Rewrite these items with "balcony" changed to "terrace" and everything else left as it is. Leave the pictures out of your answer.

---

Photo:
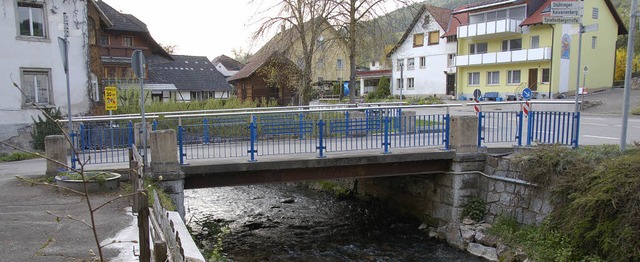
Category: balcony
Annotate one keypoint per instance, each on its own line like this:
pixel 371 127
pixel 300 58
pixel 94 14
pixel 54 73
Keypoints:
pixel 526 55
pixel 501 27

---

» **Solution to the exercise**:
Photo:
Category: terrace
Annotate one keypoint per instance, each on its own line like this:
pixel 371 127
pixel 300 58
pixel 94 14
pixel 54 73
Keypoints:
pixel 526 55
pixel 501 27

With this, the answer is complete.